■ Brano riportato:

Al «Grassi» di Ostia la sicurezza è un «optional»

«Attenzione: porta tagliafuoco a chiusura automatica. Non sostare nel raggio d’azione». Peccato che il sistema antincendio all’interno del pronto soccorso dell’ospedale «Giovan Battista Grassi» di Ostia non può funzionare. Una fila di sedie fissate al pavimento, nella sala di attesa interna, lo rende inservibile.
Il tutto in barba alla pretesa sicurezza del Dea, il Dipartimento emergenza e accettazione della struttura lidense, ampliato non senza polemiche (e sprechi) con i finanziamenti giubilari. Oltre un miliardo delle vecchie lire per potenziare e mettere al sicuro pazienti e medici in caso di disastri, oggi messi a dura prova da una serie infinita di irregolarità su cui nessuno sembra vigilare.
E a nove anni dalla sua inaugurazione il Dea necessita di altri lavori, come recita un cartello che avverte i passanti di un nuovo finanziamento di alcune centinaia di migliaia di euro per lavori infiniti. Clamorosi, tanto per non dimenticare, gli errori progettuali scoperti e denunciati su vari organi di stampa proprio durante il cantiere del 2000.
Il più clamoroso quello delle entrate in sala raggi, sottodimensionate per ospitare la nuova Tac a spirale, un gioiello della tecnologia «made in Israele» abbandonato per mesi in cortile. I tecnici non solo non riuscivano a farla entrare attraverso le porte anguste, ma non erano in grado di posizionarla in quanto il pavimento non avrebbe retto il peso del potente macchinario.
E allora? Altri mesi di attesa, altro denaro pubblico speso per adeguare il tutto e centinaia di pazienti, per lo più infortunati gravi, costretti a trasferimenti d’emergenza in altre strutture della capitale. Sempre con il rischio di arrivare troppo tardi.
Ma questo è nulla in confronto alla situazione di oggi, cronicamente al collasso. I dati, affissi dai sindacati di categoria, parlano chiaro. Eccoli i numeri dell’emergenza a Roma e provincia, relativamente a quattro ospedali a confronto, il Padre Pio di Bracciano, il San Camillo, il Giovan Battista Grassi a Ostia e il Sant’Andrea sulla Cassia: 20.386 accessi l’anno per il primo, 68.012 il secondo, 60.707 il terzo, 49.400 l’ultimo.

Dati di localizzazione annotati su foto
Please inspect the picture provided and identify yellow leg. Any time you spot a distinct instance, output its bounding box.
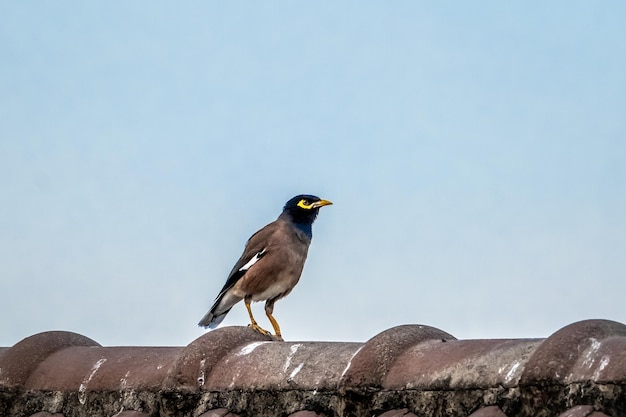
[265,299,283,340]
[265,311,283,340]
[245,300,272,336]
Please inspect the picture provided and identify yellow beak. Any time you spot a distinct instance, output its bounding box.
[311,200,333,208]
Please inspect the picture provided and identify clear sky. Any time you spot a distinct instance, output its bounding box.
[0,0,626,346]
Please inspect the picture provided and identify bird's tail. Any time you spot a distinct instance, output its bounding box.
[198,291,242,329]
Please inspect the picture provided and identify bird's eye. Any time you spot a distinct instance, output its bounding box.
[298,198,311,210]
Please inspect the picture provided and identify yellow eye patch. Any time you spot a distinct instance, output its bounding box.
[298,199,315,210]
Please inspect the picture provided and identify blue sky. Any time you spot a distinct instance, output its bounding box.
[0,1,626,346]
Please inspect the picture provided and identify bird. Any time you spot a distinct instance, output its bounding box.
[198,194,333,340]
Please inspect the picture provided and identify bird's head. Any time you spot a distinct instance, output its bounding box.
[283,194,333,224]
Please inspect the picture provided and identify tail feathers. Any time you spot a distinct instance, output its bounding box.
[198,291,242,329]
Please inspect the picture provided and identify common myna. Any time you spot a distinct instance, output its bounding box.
[198,194,332,340]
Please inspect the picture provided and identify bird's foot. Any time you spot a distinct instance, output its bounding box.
[248,323,272,336]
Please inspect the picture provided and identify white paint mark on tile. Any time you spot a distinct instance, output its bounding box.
[198,359,206,386]
[504,361,520,384]
[283,343,302,372]
[593,356,611,381]
[341,346,363,378]
[289,362,304,379]
[237,342,269,356]
[78,358,107,404]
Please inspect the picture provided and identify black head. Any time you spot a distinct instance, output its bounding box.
[283,194,333,224]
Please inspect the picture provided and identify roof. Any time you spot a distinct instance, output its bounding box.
[0,320,626,417]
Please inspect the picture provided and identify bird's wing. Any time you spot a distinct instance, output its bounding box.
[217,222,277,298]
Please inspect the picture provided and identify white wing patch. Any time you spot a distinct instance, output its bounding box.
[234,248,265,272]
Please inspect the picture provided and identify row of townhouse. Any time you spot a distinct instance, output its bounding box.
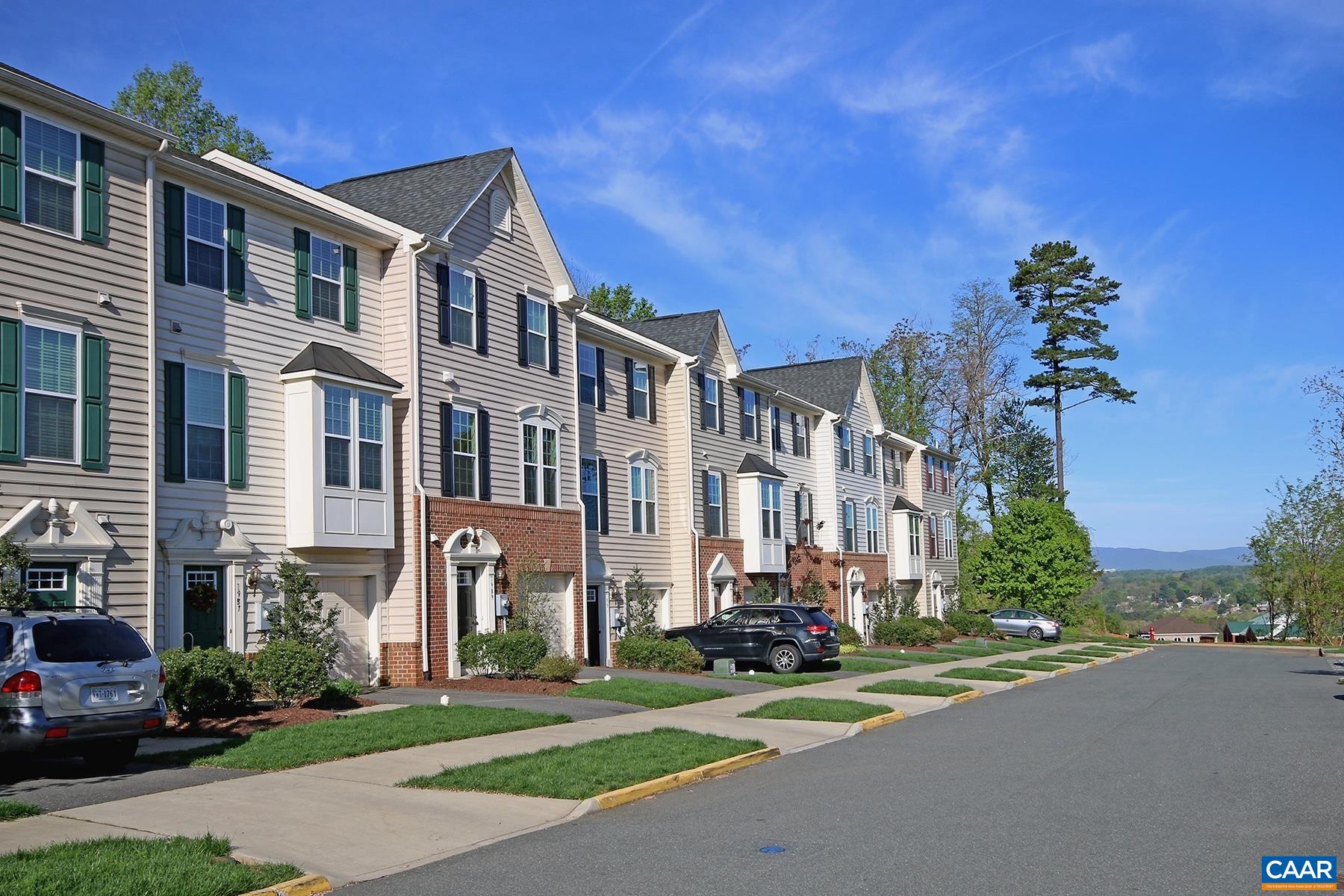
[0,66,957,684]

■ Lavoro richiesto:
Indica quanti accessi l'anno registra il San Camillo secondo il brano sul pronto soccorso del Grassi di Ostia.

■ Esito del compito:
68.012 accessi l'anno.